▸ Exercise: Reproduce the landmark testimony text word for word, from "HDC regularly reviews" up to and including "this Bronx landmark.".

▸ Text extract:
HDC regularly reviews every public proposal affecting Individual Landmarks and buildings within Historic Districts in New York City, and when needed, we comment on them. Our testimony for the latest items to be presented at the Landmarks Preservation Commission is below.
105-149 West 168th Street – Noonan Plaza Apartments — Individual Landmark
CERTIFICATE OF APPROPRIATENESS, Docket #1932541
An Art Deco style apartment building designed by Horace Ginsberg & Marvin Fine and built in 1931. Application is to install barrier-free access ramps and ironwork.
Architect: Danois Architects P.C.
HDC often sees applications for barrier-free access ramps that need finessing to work well aesthetically with the historic building. Here, the proposed ramp is integrated in an intelligent and sensitive way. The replication and integration of the Art Deco ironwork is a welcome bonus to this Bronx landmark.
LPC determination: Approved with modifications
While this proposal was approved, Commissioners urged the applicant to continue to work with staff to improve and modify the appearance of the ramp. They were particularly concerned that the proximity of the last leg of the ramp was too close to the arcade, and stated that the space between the ramp and arcade must be increased.
245 Water Street – South Street Seaport Historic District
CERTIFICATE OF APPROPRIATENESS, Docket #2004051
A Greek Revival style warehouse built in 1836. Application is to modify storefront openings and extend an elevator bulkhead.

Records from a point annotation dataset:
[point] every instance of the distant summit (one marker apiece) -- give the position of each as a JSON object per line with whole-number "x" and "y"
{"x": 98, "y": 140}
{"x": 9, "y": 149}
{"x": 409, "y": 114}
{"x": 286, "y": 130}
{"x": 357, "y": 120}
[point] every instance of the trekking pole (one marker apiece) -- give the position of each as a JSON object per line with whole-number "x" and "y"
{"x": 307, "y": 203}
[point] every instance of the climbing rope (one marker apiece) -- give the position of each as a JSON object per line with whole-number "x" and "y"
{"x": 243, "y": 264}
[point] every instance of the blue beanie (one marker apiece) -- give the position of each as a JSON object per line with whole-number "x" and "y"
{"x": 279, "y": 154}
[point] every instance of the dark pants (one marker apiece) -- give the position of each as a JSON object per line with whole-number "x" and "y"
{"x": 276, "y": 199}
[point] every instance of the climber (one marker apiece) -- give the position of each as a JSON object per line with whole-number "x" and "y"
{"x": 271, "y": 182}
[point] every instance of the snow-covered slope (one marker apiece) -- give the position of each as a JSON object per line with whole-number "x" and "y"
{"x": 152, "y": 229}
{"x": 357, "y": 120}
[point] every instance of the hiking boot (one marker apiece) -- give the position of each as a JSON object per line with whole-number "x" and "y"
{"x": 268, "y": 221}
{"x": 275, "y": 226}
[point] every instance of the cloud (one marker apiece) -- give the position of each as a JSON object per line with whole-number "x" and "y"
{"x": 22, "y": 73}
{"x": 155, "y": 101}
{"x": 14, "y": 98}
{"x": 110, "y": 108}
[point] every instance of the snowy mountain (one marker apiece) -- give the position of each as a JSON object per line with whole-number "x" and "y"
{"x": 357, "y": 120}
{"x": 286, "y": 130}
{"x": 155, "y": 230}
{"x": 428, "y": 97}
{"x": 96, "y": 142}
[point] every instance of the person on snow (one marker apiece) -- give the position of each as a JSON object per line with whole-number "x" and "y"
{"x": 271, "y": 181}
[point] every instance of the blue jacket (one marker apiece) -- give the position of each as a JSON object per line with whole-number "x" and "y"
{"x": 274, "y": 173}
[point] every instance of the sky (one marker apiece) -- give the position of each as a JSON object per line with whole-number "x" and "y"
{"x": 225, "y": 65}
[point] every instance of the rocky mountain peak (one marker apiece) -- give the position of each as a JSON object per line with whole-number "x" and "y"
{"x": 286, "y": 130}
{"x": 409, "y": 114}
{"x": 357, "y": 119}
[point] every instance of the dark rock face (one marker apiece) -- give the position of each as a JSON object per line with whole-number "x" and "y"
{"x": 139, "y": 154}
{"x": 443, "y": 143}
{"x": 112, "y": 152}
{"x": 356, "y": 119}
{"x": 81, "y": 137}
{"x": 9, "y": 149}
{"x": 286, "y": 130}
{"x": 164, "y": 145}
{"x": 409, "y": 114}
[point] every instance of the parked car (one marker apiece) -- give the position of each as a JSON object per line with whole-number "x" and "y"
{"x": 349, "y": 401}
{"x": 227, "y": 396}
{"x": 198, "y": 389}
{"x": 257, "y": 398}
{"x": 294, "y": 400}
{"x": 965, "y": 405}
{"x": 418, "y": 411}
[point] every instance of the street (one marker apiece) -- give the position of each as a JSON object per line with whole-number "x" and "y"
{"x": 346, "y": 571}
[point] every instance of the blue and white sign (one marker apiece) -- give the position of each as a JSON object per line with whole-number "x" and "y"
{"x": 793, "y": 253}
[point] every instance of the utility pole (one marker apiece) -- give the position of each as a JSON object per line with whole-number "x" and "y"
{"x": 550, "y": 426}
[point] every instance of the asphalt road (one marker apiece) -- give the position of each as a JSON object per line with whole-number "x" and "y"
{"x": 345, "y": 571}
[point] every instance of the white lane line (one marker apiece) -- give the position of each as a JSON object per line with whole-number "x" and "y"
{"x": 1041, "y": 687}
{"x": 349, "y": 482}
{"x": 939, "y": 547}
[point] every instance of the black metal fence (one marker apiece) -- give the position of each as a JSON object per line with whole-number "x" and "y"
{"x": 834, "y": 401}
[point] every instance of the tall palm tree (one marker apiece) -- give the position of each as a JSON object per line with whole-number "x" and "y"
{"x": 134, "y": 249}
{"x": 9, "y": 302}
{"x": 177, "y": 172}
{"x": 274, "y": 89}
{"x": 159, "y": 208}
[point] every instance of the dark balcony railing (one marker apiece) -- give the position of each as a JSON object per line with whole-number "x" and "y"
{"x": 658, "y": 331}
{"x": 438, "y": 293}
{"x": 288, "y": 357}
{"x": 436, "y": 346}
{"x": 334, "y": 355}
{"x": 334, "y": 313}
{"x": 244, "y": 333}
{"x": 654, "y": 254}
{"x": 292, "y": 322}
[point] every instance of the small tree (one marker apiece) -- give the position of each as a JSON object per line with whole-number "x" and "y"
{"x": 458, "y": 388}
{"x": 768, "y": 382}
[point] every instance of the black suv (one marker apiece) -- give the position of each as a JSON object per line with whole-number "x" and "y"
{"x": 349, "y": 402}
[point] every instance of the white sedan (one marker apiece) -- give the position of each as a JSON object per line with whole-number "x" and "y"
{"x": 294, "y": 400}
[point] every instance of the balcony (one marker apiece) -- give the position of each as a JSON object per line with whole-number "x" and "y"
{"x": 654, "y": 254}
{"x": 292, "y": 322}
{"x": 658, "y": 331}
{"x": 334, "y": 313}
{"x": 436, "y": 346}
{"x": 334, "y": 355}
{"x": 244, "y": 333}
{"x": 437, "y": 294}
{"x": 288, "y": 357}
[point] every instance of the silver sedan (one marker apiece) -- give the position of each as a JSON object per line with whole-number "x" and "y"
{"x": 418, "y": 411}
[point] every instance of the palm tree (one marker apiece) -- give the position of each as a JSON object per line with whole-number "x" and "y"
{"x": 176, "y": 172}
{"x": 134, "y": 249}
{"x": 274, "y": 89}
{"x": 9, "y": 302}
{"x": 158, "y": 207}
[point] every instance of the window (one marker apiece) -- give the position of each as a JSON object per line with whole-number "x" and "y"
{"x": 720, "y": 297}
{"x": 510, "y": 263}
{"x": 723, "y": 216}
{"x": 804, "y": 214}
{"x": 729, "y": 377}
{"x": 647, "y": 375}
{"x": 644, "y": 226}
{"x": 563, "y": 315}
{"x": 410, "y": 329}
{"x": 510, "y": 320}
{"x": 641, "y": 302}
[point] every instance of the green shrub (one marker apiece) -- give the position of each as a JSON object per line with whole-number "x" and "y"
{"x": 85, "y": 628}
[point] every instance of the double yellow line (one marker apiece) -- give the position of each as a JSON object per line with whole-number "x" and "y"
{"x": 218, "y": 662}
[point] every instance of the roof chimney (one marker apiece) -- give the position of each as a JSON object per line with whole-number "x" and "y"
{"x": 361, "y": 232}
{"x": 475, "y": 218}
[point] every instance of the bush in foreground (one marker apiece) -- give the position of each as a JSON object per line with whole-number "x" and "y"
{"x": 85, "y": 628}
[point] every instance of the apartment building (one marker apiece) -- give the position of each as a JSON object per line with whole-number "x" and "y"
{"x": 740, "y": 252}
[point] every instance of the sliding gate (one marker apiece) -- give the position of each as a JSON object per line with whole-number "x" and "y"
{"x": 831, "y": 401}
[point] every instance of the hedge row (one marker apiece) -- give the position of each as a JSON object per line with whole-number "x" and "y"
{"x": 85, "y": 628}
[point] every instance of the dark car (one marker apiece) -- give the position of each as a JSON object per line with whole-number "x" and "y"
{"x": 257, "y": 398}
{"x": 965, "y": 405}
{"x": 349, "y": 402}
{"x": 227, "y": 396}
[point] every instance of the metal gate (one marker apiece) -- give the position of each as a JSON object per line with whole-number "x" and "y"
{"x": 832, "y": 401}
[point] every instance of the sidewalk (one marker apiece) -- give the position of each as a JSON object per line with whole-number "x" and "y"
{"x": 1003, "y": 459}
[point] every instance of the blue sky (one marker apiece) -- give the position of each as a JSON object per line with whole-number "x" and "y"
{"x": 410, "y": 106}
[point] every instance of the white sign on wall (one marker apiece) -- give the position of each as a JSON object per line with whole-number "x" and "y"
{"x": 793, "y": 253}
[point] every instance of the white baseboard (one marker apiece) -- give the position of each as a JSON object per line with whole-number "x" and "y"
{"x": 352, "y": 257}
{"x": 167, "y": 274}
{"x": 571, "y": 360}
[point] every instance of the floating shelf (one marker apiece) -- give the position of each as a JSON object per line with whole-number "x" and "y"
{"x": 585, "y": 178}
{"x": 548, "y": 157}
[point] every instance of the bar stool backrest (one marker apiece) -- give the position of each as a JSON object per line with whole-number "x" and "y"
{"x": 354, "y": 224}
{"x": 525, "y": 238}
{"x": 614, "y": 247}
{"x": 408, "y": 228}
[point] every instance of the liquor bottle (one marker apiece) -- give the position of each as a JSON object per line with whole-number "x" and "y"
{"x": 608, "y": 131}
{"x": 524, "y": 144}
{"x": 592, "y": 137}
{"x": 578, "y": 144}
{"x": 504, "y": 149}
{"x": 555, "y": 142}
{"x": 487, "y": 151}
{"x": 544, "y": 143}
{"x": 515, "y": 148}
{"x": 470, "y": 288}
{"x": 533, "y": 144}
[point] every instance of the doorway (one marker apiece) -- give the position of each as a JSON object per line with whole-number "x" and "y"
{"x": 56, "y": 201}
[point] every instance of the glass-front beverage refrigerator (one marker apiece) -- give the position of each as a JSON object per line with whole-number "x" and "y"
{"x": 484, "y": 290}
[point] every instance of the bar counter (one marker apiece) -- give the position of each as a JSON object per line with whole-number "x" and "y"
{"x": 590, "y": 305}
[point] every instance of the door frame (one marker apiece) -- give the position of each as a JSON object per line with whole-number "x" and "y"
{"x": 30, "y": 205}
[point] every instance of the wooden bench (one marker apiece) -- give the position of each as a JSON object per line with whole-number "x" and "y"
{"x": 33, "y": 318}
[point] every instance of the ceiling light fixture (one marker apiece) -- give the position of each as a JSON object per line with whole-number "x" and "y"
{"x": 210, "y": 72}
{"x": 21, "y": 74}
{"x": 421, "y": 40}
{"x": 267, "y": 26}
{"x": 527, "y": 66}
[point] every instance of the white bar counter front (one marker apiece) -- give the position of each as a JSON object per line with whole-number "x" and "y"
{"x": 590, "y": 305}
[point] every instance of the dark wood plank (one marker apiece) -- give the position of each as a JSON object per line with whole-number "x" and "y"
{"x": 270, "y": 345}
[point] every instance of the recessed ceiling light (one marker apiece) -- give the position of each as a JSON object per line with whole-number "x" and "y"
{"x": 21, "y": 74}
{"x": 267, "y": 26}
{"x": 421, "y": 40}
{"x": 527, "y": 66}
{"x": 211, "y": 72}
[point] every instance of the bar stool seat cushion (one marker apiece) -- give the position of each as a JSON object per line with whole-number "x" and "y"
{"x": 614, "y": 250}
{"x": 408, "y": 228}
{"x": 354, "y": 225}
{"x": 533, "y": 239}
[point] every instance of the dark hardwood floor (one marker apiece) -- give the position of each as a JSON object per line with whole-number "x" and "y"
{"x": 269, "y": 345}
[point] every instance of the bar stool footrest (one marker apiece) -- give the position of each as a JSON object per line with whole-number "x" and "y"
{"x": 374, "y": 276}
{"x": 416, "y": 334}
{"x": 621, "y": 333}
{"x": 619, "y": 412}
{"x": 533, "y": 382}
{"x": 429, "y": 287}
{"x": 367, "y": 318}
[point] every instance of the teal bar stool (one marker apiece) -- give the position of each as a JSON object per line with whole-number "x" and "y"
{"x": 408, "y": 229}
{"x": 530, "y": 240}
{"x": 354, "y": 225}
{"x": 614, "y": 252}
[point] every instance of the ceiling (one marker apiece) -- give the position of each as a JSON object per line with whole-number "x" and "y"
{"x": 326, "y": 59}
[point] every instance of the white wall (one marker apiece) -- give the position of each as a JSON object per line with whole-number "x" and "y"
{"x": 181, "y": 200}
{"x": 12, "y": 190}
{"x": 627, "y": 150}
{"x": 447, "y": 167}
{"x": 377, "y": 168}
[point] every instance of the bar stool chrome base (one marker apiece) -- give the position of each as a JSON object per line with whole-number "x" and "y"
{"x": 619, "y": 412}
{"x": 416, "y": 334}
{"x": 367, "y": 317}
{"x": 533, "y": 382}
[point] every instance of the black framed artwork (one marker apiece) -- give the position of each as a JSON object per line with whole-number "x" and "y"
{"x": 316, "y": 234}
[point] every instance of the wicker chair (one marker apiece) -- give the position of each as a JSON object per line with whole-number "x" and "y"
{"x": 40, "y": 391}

▸ The output:
HDC regularly reviews every public proposal affecting Individual Landmarks and buildings within Historic Districts in New York City, and when needed, we comment on them. Our testimony for the latest items to be presented at the Landmarks Preservation Commission is below.
105-149 West 168th Street – Noonan Plaza Apartments — Individual Landmark
CERTIFICATE OF APPROPRIATENESS, Docket #1932541
An Art Deco style apartment building designed by Horace Ginsberg & Marvin Fine and built in 1931. Application is to install barrier-free access ramps and ironwork.
Architect: Danois Architects P.C.
HDC often sees applications for barrier-free access ramps that need finessing to work well aesthetically with the historic building. Here, the proposed ramp is integrated in an intelligent and sensitive way. The replication and integration of the Art Deco ironwork is a welcome bonus to this Bronx landmark.